Problem details:
For this exercise, copy the records below exactly and exclude every image.

[Natural-language object grounding data]
══════════

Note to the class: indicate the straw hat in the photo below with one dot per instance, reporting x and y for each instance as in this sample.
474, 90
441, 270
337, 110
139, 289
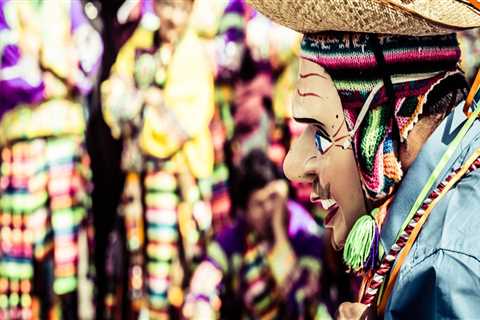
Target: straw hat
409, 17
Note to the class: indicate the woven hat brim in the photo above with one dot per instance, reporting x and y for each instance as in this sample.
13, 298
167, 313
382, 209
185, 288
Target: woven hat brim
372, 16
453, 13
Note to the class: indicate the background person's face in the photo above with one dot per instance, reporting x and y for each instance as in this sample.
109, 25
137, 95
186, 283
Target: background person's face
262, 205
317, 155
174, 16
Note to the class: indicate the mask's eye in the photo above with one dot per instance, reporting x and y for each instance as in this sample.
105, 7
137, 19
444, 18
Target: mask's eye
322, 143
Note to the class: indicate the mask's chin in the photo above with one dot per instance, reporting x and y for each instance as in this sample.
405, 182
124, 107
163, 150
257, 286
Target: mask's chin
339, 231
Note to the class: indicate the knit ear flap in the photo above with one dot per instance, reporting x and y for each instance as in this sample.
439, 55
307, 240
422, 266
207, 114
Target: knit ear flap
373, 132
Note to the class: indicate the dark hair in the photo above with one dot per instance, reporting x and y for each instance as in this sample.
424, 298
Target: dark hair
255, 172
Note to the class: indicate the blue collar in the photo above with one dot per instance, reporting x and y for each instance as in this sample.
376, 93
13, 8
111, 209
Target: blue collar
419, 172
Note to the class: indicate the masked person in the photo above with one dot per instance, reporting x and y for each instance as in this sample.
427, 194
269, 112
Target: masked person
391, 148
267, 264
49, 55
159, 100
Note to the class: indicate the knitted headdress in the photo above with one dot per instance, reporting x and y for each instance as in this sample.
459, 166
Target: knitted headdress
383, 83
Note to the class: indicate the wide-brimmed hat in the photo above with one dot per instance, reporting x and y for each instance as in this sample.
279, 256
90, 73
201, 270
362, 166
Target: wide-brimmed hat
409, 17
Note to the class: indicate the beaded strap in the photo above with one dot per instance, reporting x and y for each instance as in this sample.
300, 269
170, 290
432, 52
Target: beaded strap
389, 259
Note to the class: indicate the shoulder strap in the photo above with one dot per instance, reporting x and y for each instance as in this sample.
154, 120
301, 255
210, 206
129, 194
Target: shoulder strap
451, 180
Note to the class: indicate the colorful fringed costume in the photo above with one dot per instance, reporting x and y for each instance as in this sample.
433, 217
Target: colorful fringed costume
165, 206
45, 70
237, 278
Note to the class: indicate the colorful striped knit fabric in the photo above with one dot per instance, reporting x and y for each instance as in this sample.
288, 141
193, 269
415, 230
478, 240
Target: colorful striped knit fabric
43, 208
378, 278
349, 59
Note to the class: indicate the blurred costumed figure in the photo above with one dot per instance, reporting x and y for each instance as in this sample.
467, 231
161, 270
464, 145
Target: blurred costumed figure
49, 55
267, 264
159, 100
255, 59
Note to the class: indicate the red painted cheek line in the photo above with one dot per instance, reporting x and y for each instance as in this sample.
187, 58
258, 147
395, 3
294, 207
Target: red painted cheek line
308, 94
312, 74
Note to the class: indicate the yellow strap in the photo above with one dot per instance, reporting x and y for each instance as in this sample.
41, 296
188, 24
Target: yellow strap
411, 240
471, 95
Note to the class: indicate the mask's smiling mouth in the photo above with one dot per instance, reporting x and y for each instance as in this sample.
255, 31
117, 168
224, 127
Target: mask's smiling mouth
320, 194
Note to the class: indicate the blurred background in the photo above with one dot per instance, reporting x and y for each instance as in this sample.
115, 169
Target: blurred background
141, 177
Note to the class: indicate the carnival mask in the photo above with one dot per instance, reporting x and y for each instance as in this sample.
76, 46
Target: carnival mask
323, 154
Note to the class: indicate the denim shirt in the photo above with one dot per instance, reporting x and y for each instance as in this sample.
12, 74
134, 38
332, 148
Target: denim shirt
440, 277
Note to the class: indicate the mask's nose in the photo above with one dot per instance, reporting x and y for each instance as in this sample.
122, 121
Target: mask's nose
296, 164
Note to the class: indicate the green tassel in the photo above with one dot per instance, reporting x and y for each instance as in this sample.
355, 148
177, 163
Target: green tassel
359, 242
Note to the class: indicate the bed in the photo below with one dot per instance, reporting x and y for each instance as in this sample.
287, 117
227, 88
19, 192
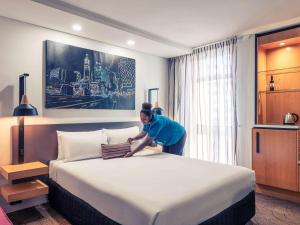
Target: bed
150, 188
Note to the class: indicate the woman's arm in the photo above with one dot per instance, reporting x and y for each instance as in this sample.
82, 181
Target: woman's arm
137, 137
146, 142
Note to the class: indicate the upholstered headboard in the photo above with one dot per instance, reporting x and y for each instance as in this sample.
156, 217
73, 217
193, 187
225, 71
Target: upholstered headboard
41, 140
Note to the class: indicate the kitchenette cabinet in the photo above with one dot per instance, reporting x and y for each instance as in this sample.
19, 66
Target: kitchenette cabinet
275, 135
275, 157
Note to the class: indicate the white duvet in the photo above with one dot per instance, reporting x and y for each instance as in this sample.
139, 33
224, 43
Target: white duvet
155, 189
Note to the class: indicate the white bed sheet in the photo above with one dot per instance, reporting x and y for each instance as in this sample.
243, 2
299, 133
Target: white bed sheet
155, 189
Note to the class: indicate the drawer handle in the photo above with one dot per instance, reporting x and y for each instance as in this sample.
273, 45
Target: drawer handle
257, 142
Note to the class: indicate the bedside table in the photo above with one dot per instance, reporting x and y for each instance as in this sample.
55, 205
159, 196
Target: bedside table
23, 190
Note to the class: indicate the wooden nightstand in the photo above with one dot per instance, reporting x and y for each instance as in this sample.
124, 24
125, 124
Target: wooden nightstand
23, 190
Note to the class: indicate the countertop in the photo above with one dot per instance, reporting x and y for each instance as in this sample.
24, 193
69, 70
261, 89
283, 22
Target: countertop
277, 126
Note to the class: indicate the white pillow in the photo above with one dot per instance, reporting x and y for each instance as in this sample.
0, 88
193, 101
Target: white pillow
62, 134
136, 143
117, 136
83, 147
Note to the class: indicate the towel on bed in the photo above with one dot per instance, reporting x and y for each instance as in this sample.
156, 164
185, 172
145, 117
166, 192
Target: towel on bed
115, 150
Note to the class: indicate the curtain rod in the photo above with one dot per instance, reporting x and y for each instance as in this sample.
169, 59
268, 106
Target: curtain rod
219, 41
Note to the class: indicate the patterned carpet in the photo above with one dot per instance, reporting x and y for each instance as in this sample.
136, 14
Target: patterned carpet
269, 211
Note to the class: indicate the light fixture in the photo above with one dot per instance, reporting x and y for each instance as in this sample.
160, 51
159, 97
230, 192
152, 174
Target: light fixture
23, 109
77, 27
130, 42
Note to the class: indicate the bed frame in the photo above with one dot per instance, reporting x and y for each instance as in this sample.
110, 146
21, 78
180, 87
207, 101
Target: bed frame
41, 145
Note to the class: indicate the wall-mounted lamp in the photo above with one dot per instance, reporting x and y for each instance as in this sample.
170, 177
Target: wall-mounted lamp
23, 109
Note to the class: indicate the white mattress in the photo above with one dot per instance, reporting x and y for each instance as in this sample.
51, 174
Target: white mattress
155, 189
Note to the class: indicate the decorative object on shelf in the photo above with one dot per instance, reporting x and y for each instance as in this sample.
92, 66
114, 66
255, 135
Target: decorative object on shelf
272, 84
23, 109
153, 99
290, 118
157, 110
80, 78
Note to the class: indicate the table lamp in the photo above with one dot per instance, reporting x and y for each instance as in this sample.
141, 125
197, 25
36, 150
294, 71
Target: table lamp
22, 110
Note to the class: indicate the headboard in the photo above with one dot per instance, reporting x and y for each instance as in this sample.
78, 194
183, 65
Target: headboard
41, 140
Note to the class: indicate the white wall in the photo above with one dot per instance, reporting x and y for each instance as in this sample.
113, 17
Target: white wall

══════════

Output of the exercise:
Note to the class: indicate the straw hat in the photo below with one dot per instance, reporting x and y for each instance as in this sample.
474, 90
441, 270
337, 110
139, 289
Target: straw hat
409, 17
Note to the class: indicate the woven hat brim in the photo above with one dot per instance, reporting x and y for each instance as in this sample.
13, 298
167, 313
382, 209
185, 288
Target: woven hat brim
372, 16
453, 13
Note to the class: indicate the background person's face in the photo above with one dot per instance, reporting x and y for each instance as in this sample.
109, 25
137, 95
186, 283
Target: background person's face
262, 205
317, 155
174, 16
Note to the class: indicate the mask's eye in the photo above with one dot per instance, reporting x and y for each instance as in this sample.
105, 7
137, 19
444, 18
Target: mask's eye
322, 143
Note to the class: indicate the mask's chin in the photo above with one dot per instance, reporting x and y for each instance as in this sample.
405, 182
124, 107
163, 150
257, 286
Target: mask's chin
339, 231
Note to the class: indicate the knit ear flap in the photo above with one dot per instance, reporting x and y for each instance as in this sample.
439, 55
307, 240
422, 266
207, 114
Target: knit ear flap
373, 132
Note to the class: indicate the dark hair in the photo above with one dot per instance, reporting x and y for each instance as in this sample.
424, 298
Target: dark hair
255, 172
Note to the class: indicate the blue collar in the photo above with one dot per instance, reporting x and y for each instance as in this sample.
376, 93
13, 8
111, 209
Target: blue collar
419, 172
Note to the class: indicate the masked person in the photo above with one dot per instance, reporting x and y for each instance as in this sample.
427, 194
269, 112
Target: masked person
391, 148
267, 264
49, 55
159, 100
Note to the class: indicate the knitted headdress in the photo above with one dot per instance, reporting x and y for each instance as in this sample.
459, 166
Target: knitted headdress
383, 83
Note to the class: indicate the wide-brimmed hat in the photo above with one dot per instance, reporting x and y for each instance as in this sample.
279, 256
90, 73
201, 270
362, 166
Target: wide-brimmed hat
409, 17
Note to the class: indicate the beaded strap in the photo above with one dot per instance, reporting x and y for each instance as in this sample.
300, 269
170, 290
432, 52
Target: beaded strap
389, 259
Note to the class: indicate the shoulder strap in the photo above with one dot per instance, reporting x and y for each instance as in this sample.
154, 120
301, 255
210, 206
129, 194
Target: shoulder strap
451, 180
Note to the class: indicate the colorful fringed costume in the photo above with one dot per instance, reporting x and y for each instance as in this sample.
433, 217
Target: colorful fringed costume
165, 206
45, 70
237, 278
Note to the class: indicate the colorful striped knit fabric in the photo above with one dot per instance, reporting x and y for each instance as in this sample.
288, 141
193, 269
415, 230
478, 240
Target: colorful striped knit fabric
43, 208
378, 278
349, 59
Note to the class: indicate the blurred costumed figure in the photo above with one dot per instance, reporting x and y for each instance as in this sample.
467, 231
161, 270
464, 145
Target: blurred costumed figure
49, 55
267, 264
159, 100
255, 59
Note to the class: indicate the red painted cheek line in the photo above with one dot per instance, reporting x and y for each instance as in this sample.
187, 58
258, 147
395, 3
294, 207
Target: red painted cheek line
308, 94
312, 74
Note to the class: indicate the yellow strap in the photo above with one dot per instance, reporting x and y for each instance as in this sample.
41, 296
188, 24
Target: yellow strap
411, 240
471, 95
Note to the class: indicate the mask's smiling mouth in the photo above with one dot per instance, reporting x and y for each instance as in this sample.
255, 31
117, 168
224, 127
Target: mask's smiling mouth
320, 194
Note to the class: indicate the blurred background in the photo above with one dot per instance, reporting x and y for each instance as in this sample.
115, 169
Target: blurred background
141, 177
Note to the class: indicate the carnival mask in the photo above with one dot per instance, reporting x and y for each instance as in this sample.
76, 46
Target: carnival mask
323, 154
Note to the class: indicate the denim shirt in the photo above with one dot per instance, reporting x and y for each instance as in this sample.
12, 74
134, 38
332, 148
Target: denim shirt
440, 277
Note to the class: indicate the mask's nose in the photo above with one dot per instance, reporting x and y for each instance as in this sample.
122, 121
Target: mask's nose
296, 164
Note to the class: indicate the green tassel in the photo above with one dot per instance, reporting x and y for each instance as in this sample.
355, 148
177, 163
Target: green tassel
359, 242
Note to the class: indicate the bed in the photo below with one dot per instance, reporting x and y for each instance as in this sample.
287, 117
227, 88
19, 192
Target: bed
150, 188
Note to the class: indicate the woman's arm in the photo above with one dot per instance, reporting x and y for each instance as in this sample.
82, 181
Target: woman's arm
137, 137
146, 142
Note to the class: indicate the upholstered headboard in the photo above with one dot per instance, reporting x and y for each instance as in this sample.
156, 217
73, 217
193, 187
225, 71
Target: upholstered headboard
41, 140
Note to the class: indicate the kitchenette cabinet in the photo above with one dot per instance, reporting x and y for each instance as in this sample.
19, 66
Target: kitchenette cabinet
275, 135
275, 157
Note to the class: indicate the white duvet in the photo above with one dot per instance, reporting x and y for each instance as in this sample.
139, 33
224, 43
Target: white duvet
155, 189
Note to the class: indicate the white bed sheet in the photo above with one dot per instance, reporting x and y for each instance as in this sample.
243, 2
299, 133
Target: white bed sheet
155, 189
Note to the class: indicate the drawer handle in the photo above with one dot per instance, reporting x and y for each instance as in this sample.
273, 45
Target: drawer handle
257, 142
Note to the class: indicate the bedside table in the photo above with one dot per instance, reporting x and y for each instance as in this sample.
55, 205
159, 196
Target: bedside table
23, 190
Note to the class: indicate the wooden nightstand in the photo above with one dot per instance, reporting x and y for each instance as in this sample.
124, 24
125, 124
Target: wooden nightstand
23, 190
Note to the class: indicate the countertop in the photo above with one dot per instance, reporting x and y for each instance as in this sample.
24, 193
69, 70
261, 89
283, 22
Target: countertop
277, 126
Note to the class: indicate the white pillow in the photo above with one dot per instance, reporting x and y for each instance as in this sample.
0, 88
193, 101
Target: white pillow
62, 134
136, 143
117, 136
83, 147
Note to the class: indicate the towel on bed in the photo above with one dot per instance, reporting x and y for each instance as in this sample.
156, 164
185, 172
145, 117
166, 192
Target: towel on bed
115, 150
Note to the class: indicate the curtain rod in the photo above with one dot per instance, reporting x and y for each instance as in this sample.
169, 59
268, 106
Target: curtain rod
219, 41
Note to the class: indicate the patterned carpet in the photo above with one dot per instance, reporting x and y for each instance as in this sample.
136, 14
Target: patterned carpet
269, 211
Note to the class: indicate the light fixture in the photo above with one dot per instance, reporting x and y for each instance as in this sample.
160, 51
159, 97
230, 192
152, 174
Target: light fixture
23, 109
77, 27
130, 42
Note to the class: indicate the bed frame in the photo above with one dot per instance, reporting x and y for each instance as in this sample.
110, 146
21, 78
180, 87
207, 101
Target: bed frame
41, 145
Note to the class: indicate the wall-mounted lamp in the photo above with one dot per instance, reporting x and y for each instance as in this sample.
170, 177
Target: wall-mounted lamp
23, 109
Note to the class: indicate the white mattress in the photo above with one dot per instance, reporting x and y for each instance as in this sample.
51, 174
Target: white mattress
155, 189
Note to the class: indicate the decorative object on shelf in the photo above with one dot per instance, reporting x and y for each instance as in this sample.
92, 66
114, 66
255, 135
Target: decorative object on shelf
272, 84
23, 109
153, 99
290, 118
157, 110
80, 78
Note to the class: indicate the table lamp in the photo above with one dot per instance, reporting x and y for each instance as in this sample.
141, 125
197, 25
36, 150
294, 71
Target: table lamp
22, 110
Note to the class: indicate the headboard in the photo above with one dot per instance, reporting x and y for each instance as in this sample.
78, 194
183, 65
Target: headboard
41, 140
Note to the class: indicate the white wall in the photo above with one dot per instance, reporting x and y for each instance as in this sample.
113, 17
Target: white wall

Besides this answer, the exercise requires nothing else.